31 thoughts on “Who Else Charges You for Unsubscribes? #EmailMarketing

  1. Hi Adrian

    Thanks for all that research. Very interesting. I was aware of this – the hard way of course (being charged when I didn’t expect to be).

    I’ve since changed suppliers to GVO and to be honest I don’t know the answer to your question, because I get such a huge allowance I’m currently in now danger of hitting it. But I will contact them and ask them.

    Thanks for raising awareness of this practice.


  2. Hi Joy,

    Thank you for your comment. I don’t get very frequently emails sent via GVO. But when I get them… they land in my Gmail spam folder. Are you aware of such a big issue?

  3. Hi Adrian,

    I remember sharing about a Aweber charging for an subscribers and I am very happy to see the way you took the responsibility to research and find out what is the industry practice.

    It appears after your research that a Aweber not only charges more for just 500 subscribers but also makes money on unsubscribers. This is a costly affair!

    Although I have had no other problem with a waiver and they are email delivery is also not so bad, I am going to rock the boat and try GetResponse.

    Why those guys?

    For one, they seem to give a good competition to Aweber in terms of features, forms and integration with popular services. At the same time, they are cheaper for up to 2500 subscribers. In addition, I have 30 days to try things out. So, I am going to give it a shot and if it works, all credit goes to your persistence on this matter :-)

> **EXTRACTED MATERIAL**:
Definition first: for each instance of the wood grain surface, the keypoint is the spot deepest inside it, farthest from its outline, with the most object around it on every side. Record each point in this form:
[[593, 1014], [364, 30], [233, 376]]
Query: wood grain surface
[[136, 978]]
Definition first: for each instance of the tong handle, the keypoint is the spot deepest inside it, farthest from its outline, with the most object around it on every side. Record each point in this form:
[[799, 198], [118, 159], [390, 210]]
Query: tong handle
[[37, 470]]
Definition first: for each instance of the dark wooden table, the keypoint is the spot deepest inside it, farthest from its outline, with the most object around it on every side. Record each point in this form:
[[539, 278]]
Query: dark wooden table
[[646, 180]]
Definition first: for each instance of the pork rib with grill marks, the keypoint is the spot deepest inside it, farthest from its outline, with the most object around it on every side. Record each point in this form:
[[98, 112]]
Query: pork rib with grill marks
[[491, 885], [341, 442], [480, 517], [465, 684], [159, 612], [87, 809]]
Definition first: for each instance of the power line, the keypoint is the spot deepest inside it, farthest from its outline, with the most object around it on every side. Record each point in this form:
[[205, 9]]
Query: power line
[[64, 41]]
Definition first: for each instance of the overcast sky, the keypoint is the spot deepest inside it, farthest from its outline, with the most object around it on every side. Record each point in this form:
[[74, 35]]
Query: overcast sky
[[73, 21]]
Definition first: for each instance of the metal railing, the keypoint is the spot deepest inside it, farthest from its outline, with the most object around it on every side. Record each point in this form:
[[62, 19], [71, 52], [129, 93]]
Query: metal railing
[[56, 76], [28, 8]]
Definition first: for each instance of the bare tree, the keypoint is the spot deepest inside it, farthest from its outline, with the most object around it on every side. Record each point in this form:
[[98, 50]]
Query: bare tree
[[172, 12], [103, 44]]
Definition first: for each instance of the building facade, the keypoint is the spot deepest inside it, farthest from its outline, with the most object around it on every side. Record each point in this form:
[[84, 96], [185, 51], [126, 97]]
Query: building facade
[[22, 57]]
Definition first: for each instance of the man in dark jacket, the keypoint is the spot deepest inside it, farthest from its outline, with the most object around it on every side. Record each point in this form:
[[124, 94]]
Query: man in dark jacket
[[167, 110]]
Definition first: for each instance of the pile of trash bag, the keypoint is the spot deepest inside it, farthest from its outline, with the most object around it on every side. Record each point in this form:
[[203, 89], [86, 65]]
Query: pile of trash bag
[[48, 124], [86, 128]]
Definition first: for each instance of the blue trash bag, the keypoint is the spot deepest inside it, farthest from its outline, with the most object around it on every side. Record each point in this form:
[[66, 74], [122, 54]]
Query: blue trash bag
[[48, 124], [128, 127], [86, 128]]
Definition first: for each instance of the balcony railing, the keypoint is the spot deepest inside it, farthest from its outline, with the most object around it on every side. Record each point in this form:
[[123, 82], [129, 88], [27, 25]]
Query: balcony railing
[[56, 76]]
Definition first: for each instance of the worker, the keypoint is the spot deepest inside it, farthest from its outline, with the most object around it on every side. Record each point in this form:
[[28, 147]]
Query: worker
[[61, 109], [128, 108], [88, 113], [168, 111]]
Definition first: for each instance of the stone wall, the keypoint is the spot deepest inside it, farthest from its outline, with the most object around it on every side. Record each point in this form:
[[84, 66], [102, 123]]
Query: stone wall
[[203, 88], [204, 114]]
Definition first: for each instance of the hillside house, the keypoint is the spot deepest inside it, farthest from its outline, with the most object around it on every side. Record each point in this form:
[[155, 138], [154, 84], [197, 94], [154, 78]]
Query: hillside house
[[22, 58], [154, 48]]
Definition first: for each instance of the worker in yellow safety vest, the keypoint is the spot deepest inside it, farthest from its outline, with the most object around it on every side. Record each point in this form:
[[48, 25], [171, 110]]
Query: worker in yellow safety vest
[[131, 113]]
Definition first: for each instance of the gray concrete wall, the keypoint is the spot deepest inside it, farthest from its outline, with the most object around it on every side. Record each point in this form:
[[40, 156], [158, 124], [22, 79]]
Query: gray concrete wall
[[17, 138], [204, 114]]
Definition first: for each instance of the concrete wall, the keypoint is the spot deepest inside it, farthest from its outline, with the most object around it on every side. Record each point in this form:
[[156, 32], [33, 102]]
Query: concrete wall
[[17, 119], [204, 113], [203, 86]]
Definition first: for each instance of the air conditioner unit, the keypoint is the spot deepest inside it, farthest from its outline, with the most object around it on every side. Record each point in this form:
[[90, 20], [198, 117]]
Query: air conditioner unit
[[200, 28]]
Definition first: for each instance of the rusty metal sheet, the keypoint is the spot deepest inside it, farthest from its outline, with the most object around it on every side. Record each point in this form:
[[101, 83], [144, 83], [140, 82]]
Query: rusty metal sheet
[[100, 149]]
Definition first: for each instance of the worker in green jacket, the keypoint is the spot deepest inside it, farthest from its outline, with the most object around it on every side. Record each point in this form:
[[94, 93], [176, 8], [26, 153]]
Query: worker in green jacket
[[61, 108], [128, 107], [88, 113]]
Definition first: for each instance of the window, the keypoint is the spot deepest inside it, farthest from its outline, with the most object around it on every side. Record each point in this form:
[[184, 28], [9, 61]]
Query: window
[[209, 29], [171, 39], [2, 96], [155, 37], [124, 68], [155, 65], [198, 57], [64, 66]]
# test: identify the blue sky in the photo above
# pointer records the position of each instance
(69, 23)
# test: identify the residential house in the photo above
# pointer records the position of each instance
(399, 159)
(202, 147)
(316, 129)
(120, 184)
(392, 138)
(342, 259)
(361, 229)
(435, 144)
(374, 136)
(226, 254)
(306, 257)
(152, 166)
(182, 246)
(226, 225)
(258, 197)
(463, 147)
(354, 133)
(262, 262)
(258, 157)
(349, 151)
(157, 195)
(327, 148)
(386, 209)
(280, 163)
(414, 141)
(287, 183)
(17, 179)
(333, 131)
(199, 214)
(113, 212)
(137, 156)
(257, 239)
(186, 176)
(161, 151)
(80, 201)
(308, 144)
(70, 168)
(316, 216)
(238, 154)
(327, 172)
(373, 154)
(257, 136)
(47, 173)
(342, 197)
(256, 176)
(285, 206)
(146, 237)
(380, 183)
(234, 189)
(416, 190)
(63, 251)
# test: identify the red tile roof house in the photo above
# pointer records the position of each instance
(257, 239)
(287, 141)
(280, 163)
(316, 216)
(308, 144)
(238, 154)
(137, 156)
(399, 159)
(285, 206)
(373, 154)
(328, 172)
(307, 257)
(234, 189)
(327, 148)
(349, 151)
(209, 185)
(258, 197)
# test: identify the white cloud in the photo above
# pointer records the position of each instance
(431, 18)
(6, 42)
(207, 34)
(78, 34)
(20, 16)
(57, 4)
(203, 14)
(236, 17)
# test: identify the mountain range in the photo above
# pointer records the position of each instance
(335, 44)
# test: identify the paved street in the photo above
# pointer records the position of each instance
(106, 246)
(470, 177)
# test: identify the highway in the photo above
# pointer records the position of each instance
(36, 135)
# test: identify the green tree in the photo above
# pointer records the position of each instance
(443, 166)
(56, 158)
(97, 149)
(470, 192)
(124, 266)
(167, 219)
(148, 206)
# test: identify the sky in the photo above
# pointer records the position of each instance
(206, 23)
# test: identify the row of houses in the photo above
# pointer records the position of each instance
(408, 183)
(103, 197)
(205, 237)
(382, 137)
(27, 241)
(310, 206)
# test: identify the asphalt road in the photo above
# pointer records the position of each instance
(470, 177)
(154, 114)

> **WRITTEN TASKS**:
a – Extract every line of the records that contains the string "tong", matching case exactly.
b – Carry on the comment thread about unsubscribe charges from the point where it stops.
The comment thread about unsubscribe charges and the records come from separate sources.

> **RESPONSE LIST**:
a –
Definition first: for each instance of the tong handle, the keypoint is the spot deepest inside it, farthest from its outline, with the most object around it on every side. Record each point in this form:
Query: tong handle

b –
    I also noticed that Neil Patel migrated his list from Aweber to Get Response towards end of last year. Now, if he is doing something like this, I believe that he knows what he’s doing and now that motivates me a little bit more towards GetResponse :-)

    Anyways, I will keep you posted on the progress and if you have any questions, probably I will ping you.

    Thank you for your awesome contribution and possibly saving a few bucks and for many people through your post :-)


  4. Hi Kumar,

    Thank you for your comment. I use and recommend MadMimi. Their prices are affordable and the customer support simply rocks (always responding within less than 1 hr).

    Customer support is important…

    Almost all companies listed here got the same question from me. It was very interesting to see how quickly they respond.

    MadMimi and Campaigner responded within 3 minutes. Other companies needed way much more, even 48 hours.

    One company not listed here wasn’t even able to offer a crystal clear answer, despite of the fact that was the only one who got a second message including a further clarification on my question.

  5. Hi Adrian

    GVO have recently added a spam checking facility that stops such emails being even sent.

    I’ve compared the open rates to what I get with Aweber and they’re about the same.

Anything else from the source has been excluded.